## Prompt
Repeat the records in full and exactly, omitting pictures.

(Coordinate annotation records)

[Begin]

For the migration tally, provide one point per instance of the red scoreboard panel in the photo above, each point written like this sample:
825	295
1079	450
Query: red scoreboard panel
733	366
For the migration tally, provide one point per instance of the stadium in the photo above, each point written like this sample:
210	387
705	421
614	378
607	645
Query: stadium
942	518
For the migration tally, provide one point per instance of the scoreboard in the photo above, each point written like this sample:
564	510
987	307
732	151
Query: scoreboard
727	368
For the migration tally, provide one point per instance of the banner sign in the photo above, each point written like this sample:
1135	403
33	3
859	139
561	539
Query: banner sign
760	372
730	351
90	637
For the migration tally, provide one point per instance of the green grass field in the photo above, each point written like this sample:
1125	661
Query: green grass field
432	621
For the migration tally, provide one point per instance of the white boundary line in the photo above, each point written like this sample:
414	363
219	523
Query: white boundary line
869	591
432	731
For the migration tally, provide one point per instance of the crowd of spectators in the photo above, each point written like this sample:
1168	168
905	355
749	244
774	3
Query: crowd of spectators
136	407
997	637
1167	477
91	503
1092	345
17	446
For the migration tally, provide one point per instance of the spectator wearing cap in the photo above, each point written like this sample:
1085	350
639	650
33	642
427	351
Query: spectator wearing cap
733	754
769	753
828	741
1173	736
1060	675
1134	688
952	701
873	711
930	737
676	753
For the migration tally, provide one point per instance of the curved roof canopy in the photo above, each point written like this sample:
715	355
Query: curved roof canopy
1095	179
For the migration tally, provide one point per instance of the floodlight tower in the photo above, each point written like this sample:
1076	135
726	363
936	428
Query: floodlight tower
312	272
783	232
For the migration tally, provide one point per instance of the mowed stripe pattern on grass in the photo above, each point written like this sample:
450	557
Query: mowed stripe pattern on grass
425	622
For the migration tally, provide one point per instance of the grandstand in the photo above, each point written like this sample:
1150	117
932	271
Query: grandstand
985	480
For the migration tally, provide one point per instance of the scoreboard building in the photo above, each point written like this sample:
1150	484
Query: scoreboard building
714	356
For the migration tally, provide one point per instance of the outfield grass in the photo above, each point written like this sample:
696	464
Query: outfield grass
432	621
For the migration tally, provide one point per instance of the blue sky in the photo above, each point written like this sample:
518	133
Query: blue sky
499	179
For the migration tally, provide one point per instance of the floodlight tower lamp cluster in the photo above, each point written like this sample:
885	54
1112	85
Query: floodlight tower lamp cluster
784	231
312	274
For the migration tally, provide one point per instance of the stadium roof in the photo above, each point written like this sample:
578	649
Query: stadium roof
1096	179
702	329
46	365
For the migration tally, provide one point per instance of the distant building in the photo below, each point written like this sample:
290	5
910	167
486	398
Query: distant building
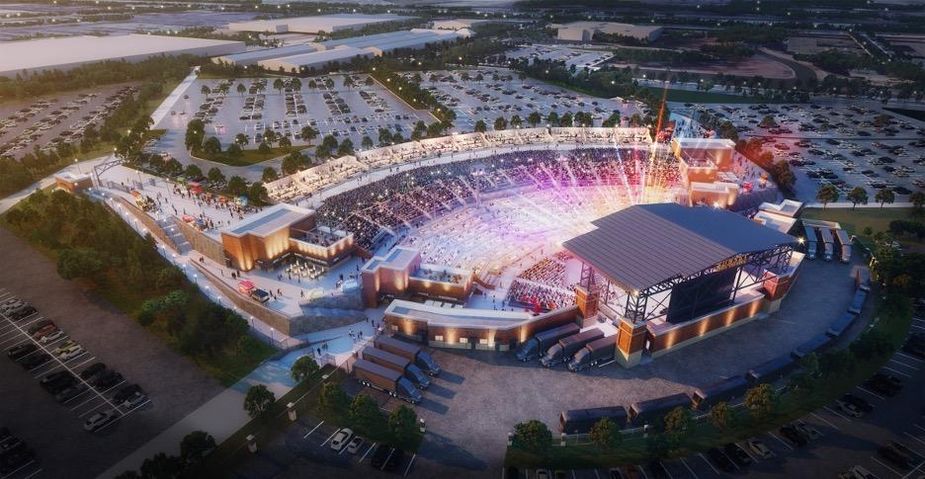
315	24
458	24
584	31
71	52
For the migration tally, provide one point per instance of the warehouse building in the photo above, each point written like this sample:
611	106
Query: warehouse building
66	53
254	56
315	24
584	31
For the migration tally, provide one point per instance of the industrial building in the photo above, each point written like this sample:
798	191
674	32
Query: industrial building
315	24
333	52
252	57
584	31
66	53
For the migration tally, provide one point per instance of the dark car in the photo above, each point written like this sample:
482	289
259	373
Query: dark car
92	371
737	454
380	455
720	460
21	351
895	457
793	435
858	402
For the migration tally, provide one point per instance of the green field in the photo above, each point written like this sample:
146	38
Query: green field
250	157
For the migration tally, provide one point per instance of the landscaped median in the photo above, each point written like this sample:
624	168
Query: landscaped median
820	381
318	396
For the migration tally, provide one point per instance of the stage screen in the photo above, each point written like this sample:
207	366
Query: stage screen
697	296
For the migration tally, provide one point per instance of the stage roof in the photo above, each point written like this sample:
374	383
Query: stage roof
646	244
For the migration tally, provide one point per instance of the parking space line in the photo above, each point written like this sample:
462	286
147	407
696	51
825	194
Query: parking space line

[End]

## Solved problem
For the migration tally, provide one point per instance of the red scoreboard panel in the photo above, each point written like this sample:
825	295
1079	450
Query: red scoreboard panel
733	366
For the migration tally, provide one point per instance of the stadium in the photo above, each point written like this sample:
210	387
705	421
614	378
607	645
Query: stadium
942	518
For the migration tally, provide one point per instance of the scoreboard in the photo above, each point written like this sample:
564	510
987	307
732	151
Query: scoreboard
727	368
For the migration tally, provide one point per instance of the banner sign in the photo above, each point written like this sample:
1135	403
33	3
859	139
561	539
Query: banner sign
760	372
730	351
90	637
For the migration tally, provide one point per instance of the green grass field in the photo above, each point written like this sample:
1125	661
Query: green grass field
432	621
For the migration tally, provide one point per instance of the white boundary line in the photo above, each point written like this sample:
414	363
219	523
Query: white boundary line
869	591
432	731
For the migration tally, provide one point per instance of the crowd of spectators in the photo above, each point written like this sample:
1168	168
905	355
749	244
774	3
Query: crowd of spectators
136	407
997	637
1167	477
91	503
1092	345
17	446
For the migration tally, provide one point per instance of the spectator wearing cap in the photo above, each point written like this sample:
1085	350
639	650
33	642
427	351
Query: spectator wearing cap
733	754
769	753
828	741
1173	736
1060	675
1134	688
952	701
873	711
930	737
676	753
For the migration tally, provide one point per instance of the curved roof canopy in the photo above, each point written like this sample:
715	355
Query: curved roof canopy
1095	179
For the migration tally, provide one point per instance of the floodlight tower in the photo above, each point written like this sample:
1076	135
726	363
936	428
Query: floodlight tower
312	272
783	232
For the migration tally, provide one point per instance of the mowed stripe pattern on grass in the photo above, each point written like this sample:
450	557
Query: mowed stripe pattern on grass
425	622
For the migration tally, provide one point per instance of the grandstand in the photo above, each point written like this sample:
1150	117
932	271
Query: grandstand
985	480
For the migration tally, provide one point per instance of the scoreboard building in the photo above, each point written like this sample:
1150	484
Query: scoreboard building
714	356
For the migration tally, provide one point per instance of the outfield grass in the photo above, each point written like this sample:
696	464
Query: outfield grass
432	621
For the migration tally, provide one point per instance of the blue sky in the photo above, each point written like this sample:
518	133
Query: blue sky
499	179
For the migration tally, provide one point per instance of the floodlight tower lamp cluster in the photo above, each point written like this sample:
885	54
1112	85
Query: floodlight tower lamp cluster
784	231
312	274
For the migration tally, provide one point per instance of the stadium roof in the photo above, each point written like this sample:
578	649
Query: stadium roof
1096	179
702	329
46	365
For the migration tally, provide one point per instance of the distant building in the photo below, each point written like this sample:
290	5
910	167
486	398
Query: distant building
315	24
458	24
584	31
71	52
For the migration tally, provide one point per instance of the warehouse building in the photo above, each point written like this sample:
611	106
Query: warehouse building
66	53
254	56
315	24
584	31
For the migration tally, provide one point per instance of the industrial building in the photo above, each point written like this sample:
798	191
674	32
Query: industrial building
315	24
333	52
252	57
584	31
66	53
For the migration tally, provide one point per instance of the dark car in the photo above, each point written like this sample:
482	289
259	373
Query: dark car
92	371
737	454
380	455
720	460
21	351
895	457
793	435
858	402
For the migration tally, provide one point per instance of the green field in the photo above, each point written like this sample:
146	38
Query: green field
250	157
For the migration tally, provide one point per instance of the landscaped median in the photo above, each point written like this sample:
624	168
Query: landscaped median
820	381
318	396
For the migration tally, provide one point per instance of the stage screen in the photo above, each point written like this sample:
207	366
Query: stage screen
697	296
For the migration tally, provide one point per instance of the stage roof in the photo above, each point written like this sample:
374	383
Query: stage roof
646	244
For the migration tally, provide one point per instance of the parking space line in the photo above, each point written like this sample:
462	286
147	407
696	51
825	194
Query: parking space line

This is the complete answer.